(Source records)

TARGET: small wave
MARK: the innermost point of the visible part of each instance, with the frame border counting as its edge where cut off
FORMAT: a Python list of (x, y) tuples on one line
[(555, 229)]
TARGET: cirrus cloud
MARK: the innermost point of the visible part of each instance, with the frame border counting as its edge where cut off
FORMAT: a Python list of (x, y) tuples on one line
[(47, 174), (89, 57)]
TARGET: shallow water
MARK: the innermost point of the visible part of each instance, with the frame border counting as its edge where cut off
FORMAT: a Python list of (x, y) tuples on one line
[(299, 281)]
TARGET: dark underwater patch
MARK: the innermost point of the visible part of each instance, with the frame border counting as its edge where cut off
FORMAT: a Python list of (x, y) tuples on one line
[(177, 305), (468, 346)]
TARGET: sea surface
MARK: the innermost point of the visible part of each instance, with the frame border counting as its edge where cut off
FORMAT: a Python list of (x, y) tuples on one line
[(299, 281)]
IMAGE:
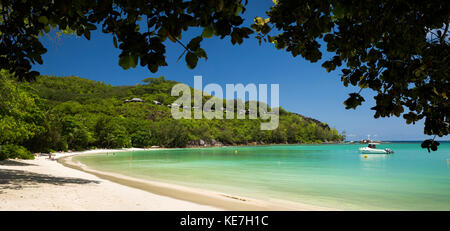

**What to do:** The result should be an exact copy of every entry above, with no pictures included.

**Answer space:**
TARGET: small wave
MARK: the innermost point of the visible part of each instance, with the frame border counting as its edge where cut off
FORMAT: a Python list of (x, y) tuples on one line
[(555, 229)]
TARGET: cirrus cloud
MARK: the innermost point of the visible part of each instance, with the frame border counting as its edge where cut off
FORMAT: a Python list of (x, y) tuples on one line
[(47, 174), (89, 57)]
TARGET: shallow water
MARK: the innermost point of the visible part of each instance, with the frame border counting as its edge where cut off
FORMAT: a Python list of (x, y) tuples on one line
[(299, 281)]
TARGET: dark underwater patch
MARK: the innermost point of the visible part of each instance, with the frame border counting as its edge where cut off
FORMAT: a Python list of (x, y) tuples on one line
[(177, 305), (468, 346)]
TARGET: sea surface
MARK: the innermost point of the visible part of each instance, with the frame border counting as its edge where cut off
FORMAT: a Python list of (x, y) tuples on one line
[(299, 281)]
IMAGE:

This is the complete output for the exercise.